<<<<
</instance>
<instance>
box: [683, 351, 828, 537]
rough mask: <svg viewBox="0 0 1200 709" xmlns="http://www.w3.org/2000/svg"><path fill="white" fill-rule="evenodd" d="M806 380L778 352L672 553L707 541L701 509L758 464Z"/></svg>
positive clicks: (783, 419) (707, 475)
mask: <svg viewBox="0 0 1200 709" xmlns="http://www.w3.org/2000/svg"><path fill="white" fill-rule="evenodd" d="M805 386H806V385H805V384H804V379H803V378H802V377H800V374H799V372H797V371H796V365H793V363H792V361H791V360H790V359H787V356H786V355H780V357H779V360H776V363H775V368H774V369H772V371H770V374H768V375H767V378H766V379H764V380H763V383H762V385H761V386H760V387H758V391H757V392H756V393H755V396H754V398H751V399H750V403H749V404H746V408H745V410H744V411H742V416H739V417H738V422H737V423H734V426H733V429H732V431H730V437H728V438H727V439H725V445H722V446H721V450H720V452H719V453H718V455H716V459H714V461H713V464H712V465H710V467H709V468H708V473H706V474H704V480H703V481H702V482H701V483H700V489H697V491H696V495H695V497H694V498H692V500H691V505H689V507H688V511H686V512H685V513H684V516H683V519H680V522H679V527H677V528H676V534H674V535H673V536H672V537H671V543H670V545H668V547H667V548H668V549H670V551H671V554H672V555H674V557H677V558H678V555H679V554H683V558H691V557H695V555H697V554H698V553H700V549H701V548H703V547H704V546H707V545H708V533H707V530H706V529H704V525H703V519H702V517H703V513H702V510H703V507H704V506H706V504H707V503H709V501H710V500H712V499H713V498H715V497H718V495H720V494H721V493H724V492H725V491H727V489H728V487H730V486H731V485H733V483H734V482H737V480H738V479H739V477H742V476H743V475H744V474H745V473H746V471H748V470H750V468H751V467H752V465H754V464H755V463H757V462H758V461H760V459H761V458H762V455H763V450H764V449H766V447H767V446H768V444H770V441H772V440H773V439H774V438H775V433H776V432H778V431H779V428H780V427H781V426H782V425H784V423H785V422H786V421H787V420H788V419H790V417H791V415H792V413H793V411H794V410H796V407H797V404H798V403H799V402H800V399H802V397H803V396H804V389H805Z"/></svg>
>>>>
> **WHAT IS NEEDED**: Once you have read the listing above, set it down again without alteration.

> **YOUR RESPONSE**:
</instance>
<instance>
box: [683, 351, 828, 537]
rough mask: <svg viewBox="0 0 1200 709" xmlns="http://www.w3.org/2000/svg"><path fill="white" fill-rule="evenodd" d="M806 380L778 352L672 553L707 541L701 509L758 464Z"/></svg>
positive clicks: (783, 419) (707, 475)
mask: <svg viewBox="0 0 1200 709" xmlns="http://www.w3.org/2000/svg"><path fill="white" fill-rule="evenodd" d="M805 386H806V385H805V384H804V379H803V378H802V377H800V374H799V372H797V371H796V365H793V363H792V361H791V360H790V359H787V356H786V355H780V357H779V360H776V363H775V368H774V369H772V371H770V374H768V375H767V378H766V379H764V380H763V383H762V385H761V386H760V387H758V391H757V392H756V393H755V396H754V398H751V399H750V403H749V404H746V408H745V410H744V411H742V416H739V417H738V422H737V423H734V426H733V429H732V431H730V437H728V438H727V439H725V445H722V446H721V450H720V452H719V453H718V455H716V459H714V461H713V464H712V465H710V467H709V468H708V473H706V474H704V480H703V481H702V482H701V483H700V489H697V491H696V495H695V497H694V498H692V500H691V505H689V507H688V511H686V512H685V513H684V516H683V519H680V522H679V527H677V528H676V534H674V535H673V536H672V537H671V543H670V545H668V547H667V548H668V549H670V551H671V554H672V555H674V557H677V558H678V555H679V554H683V558H691V557H695V555H697V554H698V553H700V549H701V548H703V547H704V546H707V545H708V533H707V530H706V529H704V525H703V519H702V517H703V513H702V510H703V507H704V506H706V504H707V503H709V501H710V500H712V499H713V498H715V497H718V495H720V494H721V493H724V492H725V491H727V489H728V487H730V486H731V485H733V483H734V482H737V480H738V479H739V477H742V476H743V475H744V474H745V473H746V471H748V470H750V468H751V467H752V465H754V464H755V463H757V462H758V461H760V459H761V458H762V455H763V450H764V449H766V447H767V446H768V444H770V441H772V440H773V439H774V438H775V433H776V432H778V431H779V428H780V427H781V426H782V425H784V423H785V422H786V421H787V420H788V419H790V417H791V415H792V413H793V411H794V410H796V407H797V404H798V403H799V402H800V399H802V397H803V396H804V389H805Z"/></svg>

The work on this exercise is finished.